[Input rows]
== == ==

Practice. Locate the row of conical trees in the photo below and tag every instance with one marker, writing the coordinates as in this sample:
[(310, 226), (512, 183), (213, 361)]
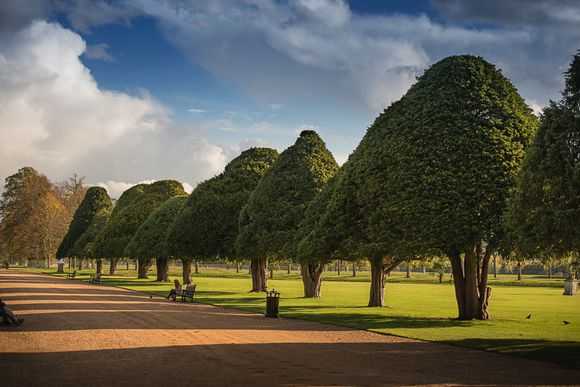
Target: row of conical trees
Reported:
[(433, 176)]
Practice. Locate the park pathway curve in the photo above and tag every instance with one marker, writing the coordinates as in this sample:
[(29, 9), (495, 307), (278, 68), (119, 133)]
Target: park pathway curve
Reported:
[(77, 334)]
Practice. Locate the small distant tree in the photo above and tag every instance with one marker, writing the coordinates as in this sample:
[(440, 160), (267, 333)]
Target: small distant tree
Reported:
[(131, 210), (95, 202), (207, 226), (271, 218), (150, 240)]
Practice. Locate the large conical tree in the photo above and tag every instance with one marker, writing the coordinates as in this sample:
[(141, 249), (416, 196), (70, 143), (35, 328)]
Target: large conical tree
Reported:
[(95, 205), (546, 206), (150, 240), (270, 220), (432, 176), (132, 209), (208, 223)]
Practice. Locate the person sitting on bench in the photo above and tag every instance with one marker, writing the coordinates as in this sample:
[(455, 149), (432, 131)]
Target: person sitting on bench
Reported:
[(8, 317), (174, 292)]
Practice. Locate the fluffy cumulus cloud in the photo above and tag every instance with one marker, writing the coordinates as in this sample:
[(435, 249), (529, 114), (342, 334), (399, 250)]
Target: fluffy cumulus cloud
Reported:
[(330, 53), (54, 116)]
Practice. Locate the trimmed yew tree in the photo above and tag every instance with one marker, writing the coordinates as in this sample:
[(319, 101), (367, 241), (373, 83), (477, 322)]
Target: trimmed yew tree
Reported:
[(150, 240), (546, 206), (132, 209), (432, 177), (314, 250), (95, 205), (271, 218), (207, 226)]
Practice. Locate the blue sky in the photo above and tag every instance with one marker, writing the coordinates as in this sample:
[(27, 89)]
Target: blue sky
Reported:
[(136, 90)]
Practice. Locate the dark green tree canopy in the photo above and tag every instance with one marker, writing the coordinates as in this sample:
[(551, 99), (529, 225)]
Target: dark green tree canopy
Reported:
[(546, 206), (208, 224), (435, 169), (150, 240), (132, 209), (270, 220), (572, 88), (95, 202)]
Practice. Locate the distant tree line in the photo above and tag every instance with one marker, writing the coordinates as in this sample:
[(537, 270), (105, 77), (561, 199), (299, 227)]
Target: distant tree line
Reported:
[(35, 214)]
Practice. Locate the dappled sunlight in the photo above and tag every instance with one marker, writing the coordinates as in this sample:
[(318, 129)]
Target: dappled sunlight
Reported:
[(98, 339)]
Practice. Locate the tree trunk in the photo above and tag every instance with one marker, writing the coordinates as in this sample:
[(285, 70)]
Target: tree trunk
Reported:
[(311, 278), (143, 267), (113, 267), (259, 280), (186, 263), (162, 269), (377, 292), (470, 280), (99, 269)]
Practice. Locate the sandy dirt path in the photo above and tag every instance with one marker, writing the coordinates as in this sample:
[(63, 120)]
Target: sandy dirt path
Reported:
[(82, 335)]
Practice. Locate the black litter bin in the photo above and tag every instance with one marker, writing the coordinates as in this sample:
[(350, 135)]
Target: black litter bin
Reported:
[(272, 303)]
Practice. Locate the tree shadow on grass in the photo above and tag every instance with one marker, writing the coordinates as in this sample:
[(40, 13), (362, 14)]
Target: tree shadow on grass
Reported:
[(564, 353), (374, 321)]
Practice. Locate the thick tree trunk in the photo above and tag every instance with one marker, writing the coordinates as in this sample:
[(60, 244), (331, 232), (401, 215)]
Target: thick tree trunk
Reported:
[(259, 280), (162, 269), (186, 263), (311, 278), (377, 291), (143, 266), (99, 269), (470, 280), (113, 267)]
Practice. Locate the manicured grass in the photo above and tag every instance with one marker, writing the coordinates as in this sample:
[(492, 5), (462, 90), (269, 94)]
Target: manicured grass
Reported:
[(423, 311)]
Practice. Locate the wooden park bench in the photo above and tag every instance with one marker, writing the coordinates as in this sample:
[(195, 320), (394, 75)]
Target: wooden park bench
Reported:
[(188, 293)]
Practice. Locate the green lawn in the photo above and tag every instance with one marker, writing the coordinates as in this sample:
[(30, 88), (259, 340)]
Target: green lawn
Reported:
[(417, 308)]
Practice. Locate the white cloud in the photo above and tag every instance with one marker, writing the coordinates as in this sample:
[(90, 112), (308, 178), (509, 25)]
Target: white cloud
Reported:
[(54, 117), (100, 52)]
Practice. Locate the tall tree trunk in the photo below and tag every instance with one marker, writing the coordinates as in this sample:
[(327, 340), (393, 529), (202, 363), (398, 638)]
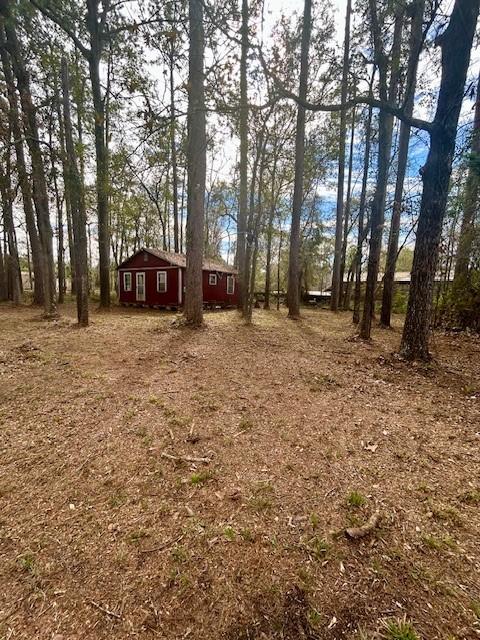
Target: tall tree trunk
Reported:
[(456, 43), (15, 125), (295, 240), (3, 277), (243, 133), (94, 30), (12, 261), (361, 220), (40, 193), (66, 194), (417, 10), (173, 147), (59, 206), (197, 167), (385, 129), (271, 217), (346, 222), (74, 186), (465, 240), (336, 276)]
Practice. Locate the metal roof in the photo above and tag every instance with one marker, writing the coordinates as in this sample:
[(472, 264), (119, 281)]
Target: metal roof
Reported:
[(180, 260)]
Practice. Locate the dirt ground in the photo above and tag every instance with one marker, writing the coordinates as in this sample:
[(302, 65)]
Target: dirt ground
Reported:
[(159, 482)]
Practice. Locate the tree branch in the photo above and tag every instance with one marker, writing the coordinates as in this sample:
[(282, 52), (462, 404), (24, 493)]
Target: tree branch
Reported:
[(394, 110), (57, 20)]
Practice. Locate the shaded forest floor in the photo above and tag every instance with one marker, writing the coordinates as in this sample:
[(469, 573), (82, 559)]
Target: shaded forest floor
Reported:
[(304, 432)]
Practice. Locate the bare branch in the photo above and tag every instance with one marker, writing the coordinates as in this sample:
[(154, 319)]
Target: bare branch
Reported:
[(57, 20)]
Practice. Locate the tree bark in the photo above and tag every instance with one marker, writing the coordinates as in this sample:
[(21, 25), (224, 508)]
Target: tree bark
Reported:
[(3, 277), (59, 204), (361, 220), (385, 128), (347, 208), (293, 294), (74, 186), (404, 139), (94, 57), (25, 188), (464, 250), (14, 284), (197, 167), (456, 44), (243, 133), (271, 217), (40, 193), (66, 196), (173, 147), (336, 276)]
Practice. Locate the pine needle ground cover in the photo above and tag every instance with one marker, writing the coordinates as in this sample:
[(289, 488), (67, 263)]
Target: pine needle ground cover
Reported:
[(160, 482)]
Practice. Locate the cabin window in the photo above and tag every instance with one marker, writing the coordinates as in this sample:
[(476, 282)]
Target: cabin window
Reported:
[(161, 281)]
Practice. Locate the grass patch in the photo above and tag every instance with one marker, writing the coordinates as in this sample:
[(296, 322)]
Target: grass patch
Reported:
[(356, 499), (318, 547), (399, 629), (200, 477), (471, 497), (439, 543), (229, 533), (26, 562)]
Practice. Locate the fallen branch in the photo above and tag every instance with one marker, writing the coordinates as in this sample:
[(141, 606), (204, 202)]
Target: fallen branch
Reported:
[(164, 454), (364, 529), (104, 610), (165, 545)]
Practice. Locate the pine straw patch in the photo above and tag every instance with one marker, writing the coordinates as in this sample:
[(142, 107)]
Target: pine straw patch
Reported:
[(168, 483)]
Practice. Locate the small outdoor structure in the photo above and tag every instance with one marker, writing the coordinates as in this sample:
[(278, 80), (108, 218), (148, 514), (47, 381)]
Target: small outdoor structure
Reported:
[(155, 278)]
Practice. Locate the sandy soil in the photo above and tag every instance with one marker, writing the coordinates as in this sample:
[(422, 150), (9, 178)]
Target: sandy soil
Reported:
[(159, 482)]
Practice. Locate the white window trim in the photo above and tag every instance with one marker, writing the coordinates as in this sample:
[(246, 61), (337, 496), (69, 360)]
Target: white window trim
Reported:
[(158, 282), (143, 297)]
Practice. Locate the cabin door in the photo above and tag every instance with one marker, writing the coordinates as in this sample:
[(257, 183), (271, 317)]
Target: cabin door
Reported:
[(140, 286)]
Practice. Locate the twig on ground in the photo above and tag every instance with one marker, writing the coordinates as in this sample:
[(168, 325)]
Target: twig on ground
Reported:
[(364, 529), (165, 545), (104, 610)]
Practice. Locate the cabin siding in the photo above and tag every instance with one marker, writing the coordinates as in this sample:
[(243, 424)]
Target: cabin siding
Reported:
[(213, 294)]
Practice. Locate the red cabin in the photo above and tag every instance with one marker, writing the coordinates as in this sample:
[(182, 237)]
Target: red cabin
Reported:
[(155, 278)]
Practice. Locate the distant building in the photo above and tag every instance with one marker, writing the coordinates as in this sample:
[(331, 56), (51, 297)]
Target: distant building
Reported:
[(155, 278)]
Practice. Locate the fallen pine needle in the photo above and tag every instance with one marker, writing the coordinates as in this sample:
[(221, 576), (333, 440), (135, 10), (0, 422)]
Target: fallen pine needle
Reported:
[(170, 456), (165, 545), (104, 610)]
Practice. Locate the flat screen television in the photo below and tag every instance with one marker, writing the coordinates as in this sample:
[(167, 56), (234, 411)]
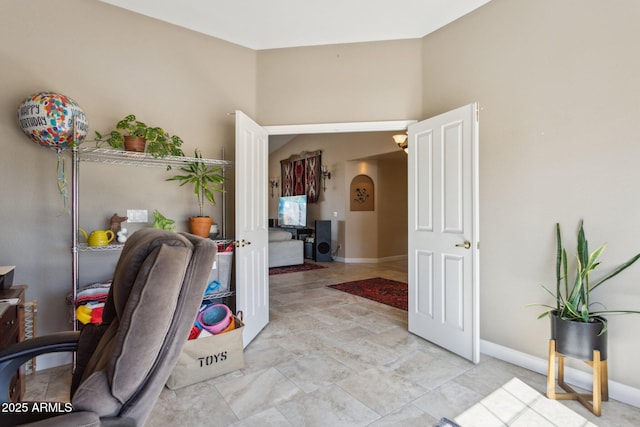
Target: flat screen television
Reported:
[(292, 211)]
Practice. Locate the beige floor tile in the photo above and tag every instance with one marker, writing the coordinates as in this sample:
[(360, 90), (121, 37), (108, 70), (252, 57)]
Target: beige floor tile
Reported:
[(286, 383)]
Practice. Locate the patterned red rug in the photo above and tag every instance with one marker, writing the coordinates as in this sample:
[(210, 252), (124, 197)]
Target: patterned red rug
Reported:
[(294, 268), (386, 291)]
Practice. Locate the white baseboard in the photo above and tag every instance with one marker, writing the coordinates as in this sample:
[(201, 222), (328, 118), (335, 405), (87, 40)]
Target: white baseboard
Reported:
[(618, 391)]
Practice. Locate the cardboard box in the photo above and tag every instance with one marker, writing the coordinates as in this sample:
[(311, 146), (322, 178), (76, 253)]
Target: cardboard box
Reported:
[(209, 357)]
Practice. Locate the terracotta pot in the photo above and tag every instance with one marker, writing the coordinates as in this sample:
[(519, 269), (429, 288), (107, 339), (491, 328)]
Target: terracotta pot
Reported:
[(578, 339), (200, 225), (134, 143)]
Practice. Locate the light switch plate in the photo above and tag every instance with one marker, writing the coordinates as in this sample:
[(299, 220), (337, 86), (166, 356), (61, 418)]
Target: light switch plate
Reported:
[(137, 215)]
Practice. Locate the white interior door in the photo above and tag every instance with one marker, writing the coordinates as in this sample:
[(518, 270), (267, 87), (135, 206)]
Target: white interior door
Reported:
[(443, 231), (252, 279)]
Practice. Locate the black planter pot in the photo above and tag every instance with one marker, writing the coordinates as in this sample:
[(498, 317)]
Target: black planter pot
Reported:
[(578, 339)]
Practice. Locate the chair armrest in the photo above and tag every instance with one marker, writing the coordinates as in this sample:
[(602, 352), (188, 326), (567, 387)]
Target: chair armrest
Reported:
[(12, 357)]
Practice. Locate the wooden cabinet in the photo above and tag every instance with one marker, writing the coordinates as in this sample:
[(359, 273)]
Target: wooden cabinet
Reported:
[(12, 331)]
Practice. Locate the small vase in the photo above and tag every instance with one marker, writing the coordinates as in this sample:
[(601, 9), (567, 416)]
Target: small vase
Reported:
[(134, 143), (578, 339), (200, 225)]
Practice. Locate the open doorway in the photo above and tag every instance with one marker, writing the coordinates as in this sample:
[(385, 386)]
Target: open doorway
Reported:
[(357, 236)]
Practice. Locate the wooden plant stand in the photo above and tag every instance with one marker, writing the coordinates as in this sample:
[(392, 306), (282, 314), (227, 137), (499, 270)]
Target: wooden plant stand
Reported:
[(600, 392)]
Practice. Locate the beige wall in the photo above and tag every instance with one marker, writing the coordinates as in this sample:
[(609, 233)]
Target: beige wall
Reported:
[(392, 207), (557, 83), (113, 63), (558, 87), (340, 83)]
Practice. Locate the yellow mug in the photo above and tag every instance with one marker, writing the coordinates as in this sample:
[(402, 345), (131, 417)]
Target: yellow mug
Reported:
[(98, 237)]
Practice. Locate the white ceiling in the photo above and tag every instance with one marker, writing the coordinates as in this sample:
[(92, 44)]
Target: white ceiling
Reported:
[(269, 24)]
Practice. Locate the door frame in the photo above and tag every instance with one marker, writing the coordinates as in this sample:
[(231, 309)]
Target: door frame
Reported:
[(310, 128)]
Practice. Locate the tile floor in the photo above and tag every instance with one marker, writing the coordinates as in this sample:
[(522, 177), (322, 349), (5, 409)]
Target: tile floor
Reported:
[(328, 358)]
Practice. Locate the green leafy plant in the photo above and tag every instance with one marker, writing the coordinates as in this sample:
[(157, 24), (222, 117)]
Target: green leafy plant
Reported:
[(162, 222), (159, 142), (573, 296), (205, 179)]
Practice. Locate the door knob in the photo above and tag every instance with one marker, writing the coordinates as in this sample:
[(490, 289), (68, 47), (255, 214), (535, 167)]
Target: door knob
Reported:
[(465, 245)]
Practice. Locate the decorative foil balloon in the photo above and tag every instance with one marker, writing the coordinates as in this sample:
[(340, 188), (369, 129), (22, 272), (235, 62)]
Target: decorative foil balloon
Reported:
[(48, 119)]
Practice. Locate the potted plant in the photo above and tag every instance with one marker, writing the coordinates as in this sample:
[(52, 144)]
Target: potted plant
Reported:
[(205, 180), (134, 135), (577, 322)]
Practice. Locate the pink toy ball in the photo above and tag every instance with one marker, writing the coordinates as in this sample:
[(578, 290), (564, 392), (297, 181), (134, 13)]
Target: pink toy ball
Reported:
[(215, 318), (48, 119)]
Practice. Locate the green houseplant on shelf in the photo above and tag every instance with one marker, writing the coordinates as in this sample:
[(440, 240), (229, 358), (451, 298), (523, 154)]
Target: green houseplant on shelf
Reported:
[(577, 322), (205, 180), (133, 135)]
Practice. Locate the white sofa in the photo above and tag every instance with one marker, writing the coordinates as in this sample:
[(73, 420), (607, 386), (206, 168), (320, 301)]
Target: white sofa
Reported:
[(284, 250)]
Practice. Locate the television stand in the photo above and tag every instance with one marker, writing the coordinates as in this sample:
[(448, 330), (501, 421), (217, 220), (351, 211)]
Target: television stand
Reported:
[(298, 233)]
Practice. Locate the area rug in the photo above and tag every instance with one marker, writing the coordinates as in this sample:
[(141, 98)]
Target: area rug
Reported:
[(294, 268), (385, 291), (516, 403)]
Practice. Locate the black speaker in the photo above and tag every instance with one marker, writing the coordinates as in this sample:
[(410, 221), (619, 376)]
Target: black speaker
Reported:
[(322, 241)]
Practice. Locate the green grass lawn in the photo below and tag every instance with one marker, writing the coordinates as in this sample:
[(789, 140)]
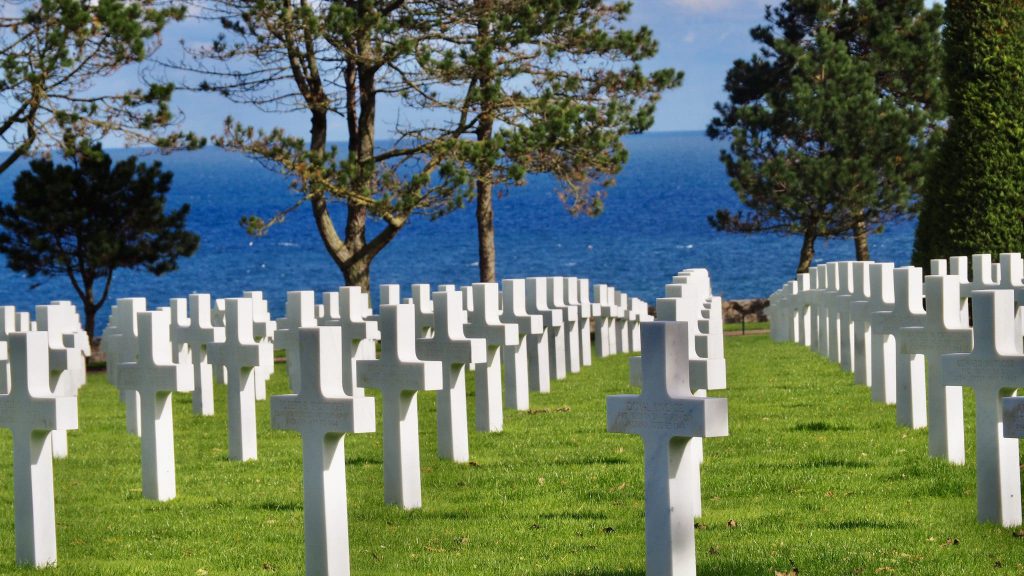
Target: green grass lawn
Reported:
[(814, 477)]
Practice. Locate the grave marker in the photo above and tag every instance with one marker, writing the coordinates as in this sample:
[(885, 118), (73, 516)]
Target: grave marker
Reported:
[(154, 376), (241, 356), (667, 416), (942, 332), (323, 413), (994, 369), (485, 324), (32, 412), (399, 374), (515, 358), (451, 346), (907, 311)]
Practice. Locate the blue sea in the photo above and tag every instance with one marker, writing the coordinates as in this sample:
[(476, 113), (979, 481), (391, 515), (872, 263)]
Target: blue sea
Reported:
[(653, 224)]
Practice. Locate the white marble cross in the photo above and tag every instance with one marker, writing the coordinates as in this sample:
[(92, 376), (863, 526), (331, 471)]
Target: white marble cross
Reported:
[(424, 309), (198, 334), (906, 311), (539, 348), (880, 347), (667, 416), (399, 374), (515, 358), (241, 355), (994, 368), (32, 411), (155, 377), (66, 363), (450, 346), (323, 413), (943, 332), (263, 329), (358, 333), (860, 325), (125, 346), (300, 312), (558, 299), (485, 324)]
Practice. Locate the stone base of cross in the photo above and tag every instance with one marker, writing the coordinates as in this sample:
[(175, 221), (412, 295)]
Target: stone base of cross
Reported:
[(667, 415)]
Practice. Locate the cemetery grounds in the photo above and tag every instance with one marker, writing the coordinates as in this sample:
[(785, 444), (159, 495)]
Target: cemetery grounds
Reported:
[(812, 479)]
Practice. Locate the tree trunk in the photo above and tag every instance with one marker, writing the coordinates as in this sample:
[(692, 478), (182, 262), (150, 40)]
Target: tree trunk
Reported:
[(485, 230), (860, 241), (807, 251)]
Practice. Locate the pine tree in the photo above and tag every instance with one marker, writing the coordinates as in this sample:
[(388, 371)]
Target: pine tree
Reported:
[(975, 199), (830, 125), (56, 54), (85, 219)]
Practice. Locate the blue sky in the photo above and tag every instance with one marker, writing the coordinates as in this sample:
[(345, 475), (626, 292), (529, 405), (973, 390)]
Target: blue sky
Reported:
[(700, 37)]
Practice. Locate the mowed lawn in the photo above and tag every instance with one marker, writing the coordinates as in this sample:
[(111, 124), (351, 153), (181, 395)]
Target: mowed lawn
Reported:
[(813, 477)]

== == ==

[Required task] Return exactly the lines from the one containing "Practice. Locate the pine tree" through the last line of the records above, both included, and nothing else.

[Exercise response]
Practice. Locate the pine tree in the photo above and tag every instance with one marker, writing the coordinates as in this sample:
[(388, 371)]
Target: pine tree
Reported:
[(975, 199), (830, 125), (56, 54), (85, 219)]
Practice. Locate the blue sky in the photo above and tag every instance with one marker, writing the coordinates as in this sample:
[(345, 475), (626, 292), (529, 405), (973, 390)]
Target: blue sky
Reported:
[(700, 37)]
Practice. Locate the mowed lawn in the photo above and tag every instance with one marker, writing the coordinates as in this sample:
[(111, 124), (351, 153), (181, 395)]
Target: mowed lawn
Reported:
[(813, 477)]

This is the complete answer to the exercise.